**EXERCISE**
Identify every line in the material below that contains the word "person", and copy each of those lines in full.

**EXTRACTED DATA**
════════
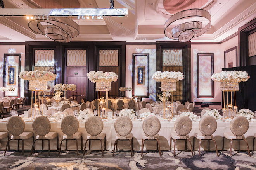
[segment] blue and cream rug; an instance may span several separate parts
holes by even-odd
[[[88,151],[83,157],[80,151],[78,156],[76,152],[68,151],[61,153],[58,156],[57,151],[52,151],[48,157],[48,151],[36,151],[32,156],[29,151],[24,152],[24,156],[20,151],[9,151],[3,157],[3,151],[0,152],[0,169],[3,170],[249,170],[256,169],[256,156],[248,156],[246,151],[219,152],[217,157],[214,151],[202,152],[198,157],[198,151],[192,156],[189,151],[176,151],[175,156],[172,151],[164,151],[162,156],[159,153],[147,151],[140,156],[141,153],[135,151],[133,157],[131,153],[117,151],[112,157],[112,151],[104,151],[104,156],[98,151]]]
════════
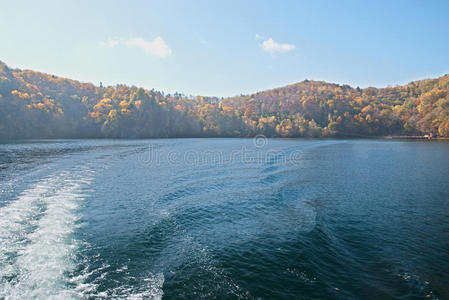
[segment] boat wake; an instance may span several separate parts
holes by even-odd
════════
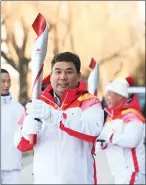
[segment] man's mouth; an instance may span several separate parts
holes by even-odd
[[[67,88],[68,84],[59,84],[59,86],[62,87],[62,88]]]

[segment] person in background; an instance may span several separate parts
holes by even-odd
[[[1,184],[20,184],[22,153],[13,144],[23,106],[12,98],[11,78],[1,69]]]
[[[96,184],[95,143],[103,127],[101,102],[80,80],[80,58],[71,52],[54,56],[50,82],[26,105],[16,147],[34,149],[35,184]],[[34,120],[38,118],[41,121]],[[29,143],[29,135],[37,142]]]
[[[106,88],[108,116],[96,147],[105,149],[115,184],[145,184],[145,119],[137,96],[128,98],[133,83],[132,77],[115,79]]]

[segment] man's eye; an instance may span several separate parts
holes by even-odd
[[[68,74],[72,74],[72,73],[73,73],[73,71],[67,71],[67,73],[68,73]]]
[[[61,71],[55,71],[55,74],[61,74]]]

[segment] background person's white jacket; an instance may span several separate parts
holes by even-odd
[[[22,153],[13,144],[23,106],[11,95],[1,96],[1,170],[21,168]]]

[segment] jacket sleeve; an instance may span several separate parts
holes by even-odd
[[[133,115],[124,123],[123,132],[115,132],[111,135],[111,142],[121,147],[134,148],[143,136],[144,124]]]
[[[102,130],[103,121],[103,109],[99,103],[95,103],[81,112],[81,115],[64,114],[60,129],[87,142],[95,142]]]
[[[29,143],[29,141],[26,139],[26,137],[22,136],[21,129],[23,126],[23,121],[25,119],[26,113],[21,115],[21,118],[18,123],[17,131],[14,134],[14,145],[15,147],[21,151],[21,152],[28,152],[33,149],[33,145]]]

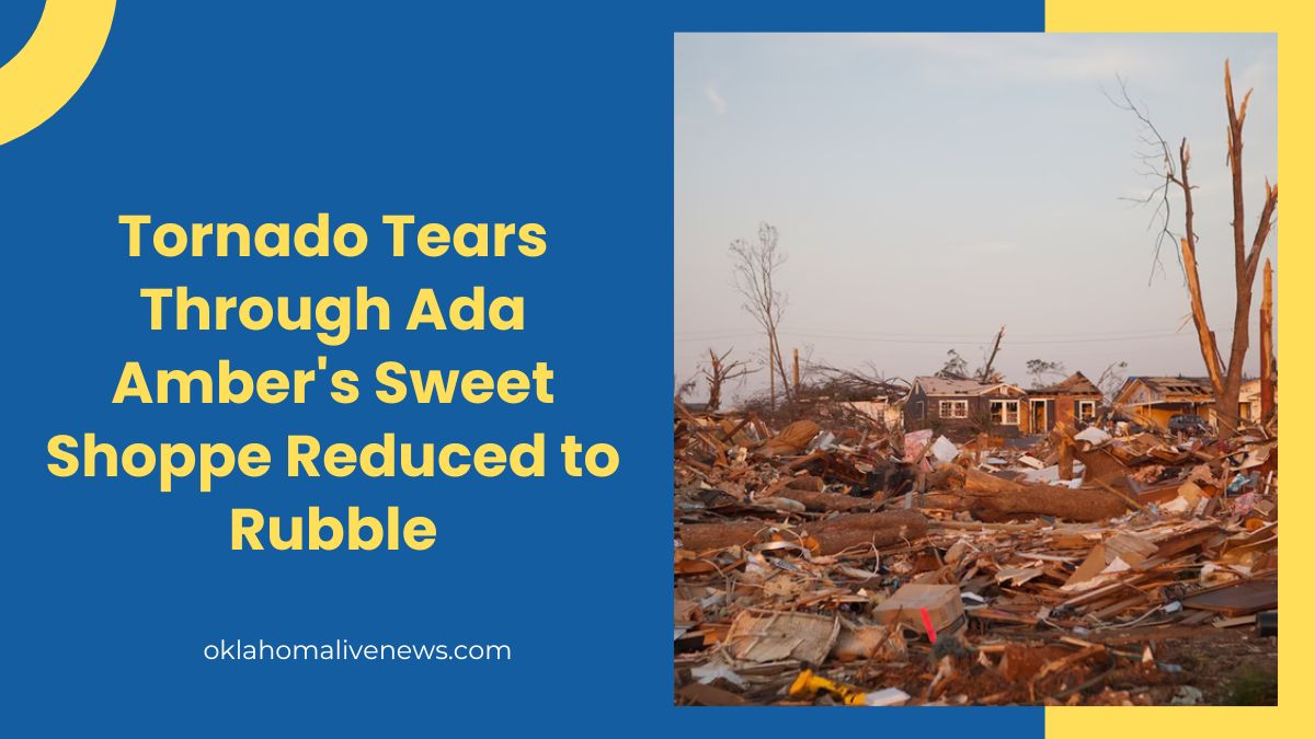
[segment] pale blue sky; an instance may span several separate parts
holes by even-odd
════════
**OUTPUT FOR THIS TASK**
[segment] person in background; an instance may span several separate parts
[segment] background person's white jacket; an instance may span several separate parts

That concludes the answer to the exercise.